--- BEGIN Excerpted text ---

Assets under management at Chinese trust firms rose to $1.8 trillion at the end of last year. Trusts overtook insurance companies in 2013 to become the largest sector of China's financial system behind commercial banks, according to a report by Reuters.
Asked whether this meant China would allow some trust products to go bankrupt, he said: "I do expect this to happen towards the end of the year when the economy gradually stabilizes. Currently dealing with this problem would amplify pessimistic expectations in the market place so they [the authorities] would only do it afterwards."
Several high-profile defaults on trust products earlier this year based on loans to struggling coal producers fanned worries about systemic risks in China.
The country's economy has slowed this year, triggering government stimulus measures to help support growth.
There are some signs that those measures are having an impact with HSBC's flash China Purchasing Managers' Index rising to 49.7 in May from 48.1 in April, showing the best performance for factory activity in five months.
"Among many signals, I believe this (the HSBC PMI) is one of them indicating that the economy is gradually stabilizing," Daokui said.
"A major concern among the policy community since the start of this year is how to stabilize the economy because a further slide down would amplify risks including financial market and property risks," he added.
Daokui expects full-year economic growth in China at 7.6 percent. Beijing has an official growth target of 7.5 percent for 2014.

--- END Excerpted text ---

Instruction →
Write out the stretch of the excerpt on China's trust sector from "Asked whether this" through "risks in China.", word for word.

--- BEGIN Recorded data ---

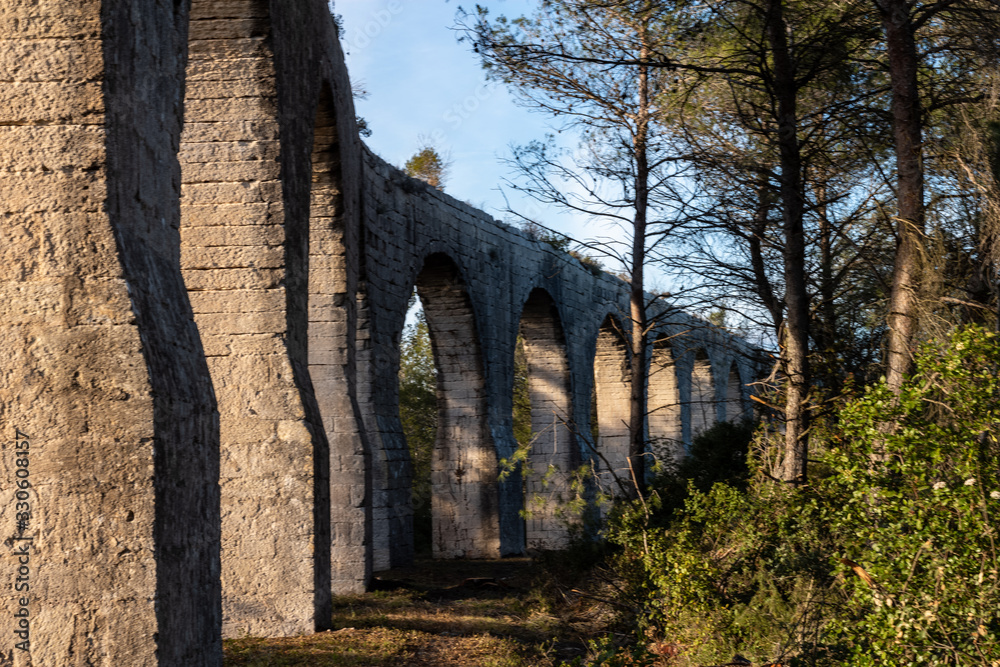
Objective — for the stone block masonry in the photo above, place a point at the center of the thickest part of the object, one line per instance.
(205, 278)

--- END Recorded data ---

Written answer →
Asked whether this meant China would allow some trust products to go bankrupt, he said: "I do expect this to happen towards the end of the year when the economy gradually stabilizes. Currently dealing with this problem would amplify pessimistic expectations in the market place so they [the authorities] would only do it afterwards."
Several high-profile defaults on trust products earlier this year based on loans to struggling coal producers fanned worries about systemic risks in China.